>>>
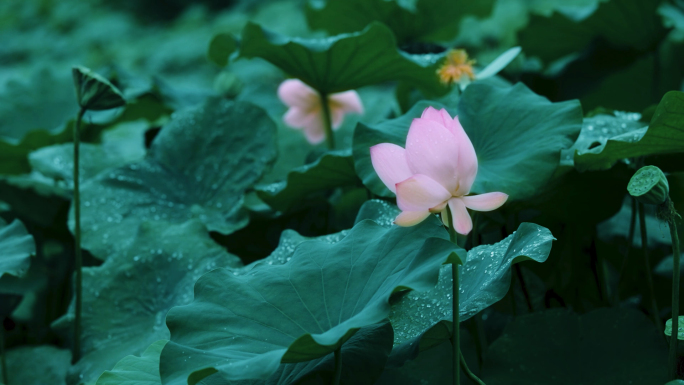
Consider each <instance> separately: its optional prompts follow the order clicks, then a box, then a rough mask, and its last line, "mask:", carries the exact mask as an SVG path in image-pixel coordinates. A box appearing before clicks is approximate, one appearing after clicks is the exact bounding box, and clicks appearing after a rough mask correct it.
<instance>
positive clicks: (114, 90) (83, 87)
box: [71, 66, 126, 111]
mask: <svg viewBox="0 0 684 385" xmlns="http://www.w3.org/2000/svg"><path fill="white" fill-rule="evenodd" d="M71 74H72V75H73V77H74V86H75V87H76V100H77V101H78V105H79V106H81V108H83V109H85V110H94V111H100V110H111V109H112V108H117V107H122V106H124V105H126V99H124V97H123V95H122V94H121V91H119V89H118V88H116V87H115V86H114V85H113V84H112V83H110V82H109V80H107V79H105V78H104V77H103V76H101V75H100V74H98V73H96V72H94V71H93V70H91V69H90V68H86V67H82V66H76V67H74V68H72V70H71Z"/></svg>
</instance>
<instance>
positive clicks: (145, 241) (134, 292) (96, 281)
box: [53, 220, 242, 383]
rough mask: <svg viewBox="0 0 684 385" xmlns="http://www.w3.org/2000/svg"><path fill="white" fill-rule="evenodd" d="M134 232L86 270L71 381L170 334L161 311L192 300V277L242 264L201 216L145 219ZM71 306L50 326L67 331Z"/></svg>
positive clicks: (95, 378)
mask: <svg viewBox="0 0 684 385" xmlns="http://www.w3.org/2000/svg"><path fill="white" fill-rule="evenodd" d="M133 237H134V239H133V241H132V242H131V244H130V245H129V246H128V247H127V248H126V249H125V250H122V251H119V252H116V253H114V254H113V255H110V256H108V258H107V260H106V261H105V262H104V263H103V264H102V265H101V266H97V267H86V268H84V269H83V287H84V290H83V309H84V310H85V311H84V312H83V319H82V343H81V346H82V348H81V351H82V356H81V359H80V360H79V361H78V362H76V363H75V364H74V365H73V366H71V368H70V369H69V380H70V381H69V382H70V383H77V381H84V382H85V383H90V382H94V381H95V380H97V378H98V377H99V376H100V374H101V373H102V372H103V371H105V370H108V369H111V368H112V367H114V365H115V364H116V363H117V362H118V361H119V360H121V359H123V358H124V357H125V356H127V355H139V354H141V353H143V352H144V351H145V349H147V347H148V346H149V345H150V344H152V343H153V342H155V341H158V340H161V339H168V338H169V331H168V329H167V328H166V325H165V323H164V320H165V318H166V313H167V312H168V310H169V309H171V308H172V307H174V306H180V305H185V304H187V303H189V302H190V301H192V287H193V285H194V284H195V282H196V281H197V279H198V278H199V277H200V276H201V275H202V274H204V273H205V272H207V271H210V270H212V269H214V268H216V267H224V266H227V267H231V268H237V267H239V266H241V265H242V263H241V262H240V260H239V259H238V258H237V257H236V256H234V255H232V254H229V253H227V252H226V251H225V249H223V248H222V247H220V246H218V245H217V244H216V243H214V241H213V240H212V239H211V238H210V237H209V235H208V234H207V232H206V230H205V228H204V226H203V225H202V223H201V222H199V221H198V220H192V221H188V222H185V223H183V224H178V225H171V224H169V223H165V222H146V223H142V224H141V225H139V226H138V229H137V233H134V234H133ZM73 305H74V303H73V302H72V303H71V306H70V308H69V312H68V313H67V314H66V315H65V316H63V317H62V318H60V319H58V320H57V321H55V323H54V324H53V328H54V329H57V330H60V331H64V332H66V333H70V332H71V330H72V326H73V325H72V323H73V317H74V315H73V314H74V313H73V311H74V306H73Z"/></svg>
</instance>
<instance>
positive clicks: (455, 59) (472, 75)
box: [437, 49, 475, 84]
mask: <svg viewBox="0 0 684 385" xmlns="http://www.w3.org/2000/svg"><path fill="white" fill-rule="evenodd" d="M473 64H475V60H472V59H468V54H467V53H466V51H465V50H464V49H452V50H449V52H448V53H447V56H446V61H445V62H444V64H443V65H442V67H440V68H439V69H438V70H437V75H439V79H440V80H441V81H442V83H444V84H450V83H458V82H460V81H461V79H462V78H463V77H464V76H467V77H468V78H469V80H475V72H474V71H473Z"/></svg>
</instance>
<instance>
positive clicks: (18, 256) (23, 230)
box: [0, 218, 36, 277]
mask: <svg viewBox="0 0 684 385" xmlns="http://www.w3.org/2000/svg"><path fill="white" fill-rule="evenodd" d="M35 253H36V243H35V242H34V240H33V237H32V236H31V234H29V233H28V231H26V227H24V224H23V223H21V221H20V220H18V219H15V220H14V221H12V223H10V224H9V225H8V224H7V223H6V222H5V221H4V220H3V219H2V218H0V277H2V276H3V275H5V274H10V275H14V276H16V277H21V276H23V275H24V274H25V273H26V271H27V270H28V268H29V265H30V264H31V255H33V254H35Z"/></svg>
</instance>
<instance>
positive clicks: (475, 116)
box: [353, 83, 582, 201]
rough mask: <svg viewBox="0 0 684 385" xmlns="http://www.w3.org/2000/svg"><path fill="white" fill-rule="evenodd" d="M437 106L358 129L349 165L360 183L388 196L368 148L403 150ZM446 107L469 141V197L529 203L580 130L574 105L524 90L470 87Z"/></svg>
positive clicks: (470, 86) (483, 85) (580, 121)
mask: <svg viewBox="0 0 684 385" xmlns="http://www.w3.org/2000/svg"><path fill="white" fill-rule="evenodd" d="M428 106H433V107H435V108H441V107H443V106H442V105H441V104H439V103H436V102H427V101H425V102H420V103H417V104H416V105H415V106H414V107H413V108H412V109H411V110H410V111H409V112H407V113H406V114H405V115H403V116H401V117H399V118H397V119H393V120H388V121H386V122H383V123H380V124H376V125H365V124H363V123H361V124H359V125H358V126H357V129H356V131H355V132H354V147H353V151H354V164H355V166H356V172H357V173H358V175H359V177H360V178H361V179H362V180H363V183H364V184H365V185H366V187H368V188H369V189H370V190H371V191H372V192H373V193H375V194H377V195H380V196H386V197H389V196H393V194H392V193H391V192H390V191H389V190H388V189H387V188H386V187H385V185H384V184H383V183H382V181H380V178H378V176H377V174H376V173H375V170H374V169H373V166H372V164H371V160H370V152H369V148H370V147H371V146H373V145H376V144H378V143H383V142H389V143H394V144H397V145H400V146H402V147H403V146H404V145H405V142H406V135H407V133H408V130H409V127H410V125H411V121H412V119H413V118H416V117H419V116H420V114H421V113H422V112H423V110H424V109H425V108H426V107H428ZM453 107H454V106H446V108H447V110H449V111H450V113H451V114H452V116H453V115H456V114H457V113H458V117H459V120H460V122H461V124H462V125H463V128H464V129H465V131H466V133H467V134H468V136H469V137H470V140H471V141H472V142H473V146H474V147H475V152H476V153H477V158H478V162H479V170H478V175H477V178H476V180H475V184H474V185H473V190H472V191H473V192H476V193H485V192H492V191H501V192H504V193H506V194H508V195H509V196H510V198H509V200H511V201H512V200H523V199H528V198H531V197H533V196H535V195H536V194H539V193H540V192H541V191H543V189H544V187H545V186H546V185H547V184H548V182H549V180H550V179H551V178H552V176H553V174H554V172H555V171H556V169H557V167H558V164H559V161H560V151H561V150H563V149H565V148H569V147H570V146H571V145H572V143H573V141H574V139H575V138H576V137H577V135H578V134H579V132H580V129H581V126H582V108H581V107H580V105H579V103H578V102H577V101H568V102H562V103H551V102H549V101H548V100H547V99H546V98H544V97H541V96H539V95H536V94H534V93H533V92H532V91H530V90H529V89H528V88H527V87H525V86H524V85H523V84H520V83H519V84H516V85H515V86H513V87H508V88H501V87H496V86H493V85H489V84H472V85H470V86H469V87H468V88H467V89H466V90H465V92H464V93H463V95H462V97H461V99H460V102H459V104H458V112H457V111H456V109H454V108H453Z"/></svg>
<<<
Assigned task → Using the entries above, return exactly the lines from the line with "positive clicks: (475, 116)" to the line with "106L358 129L349 165L360", counting both of those lines.

Response for this exercise →
positive clicks: (475, 116)
box: [353, 83, 582, 201]
rough mask: <svg viewBox="0 0 684 385" xmlns="http://www.w3.org/2000/svg"><path fill="white" fill-rule="evenodd" d="M437 106L358 129L349 165L360 183L388 196L368 148L403 150ZM446 107L469 141V197L529 203L580 130L574 105L524 90L470 87Z"/></svg>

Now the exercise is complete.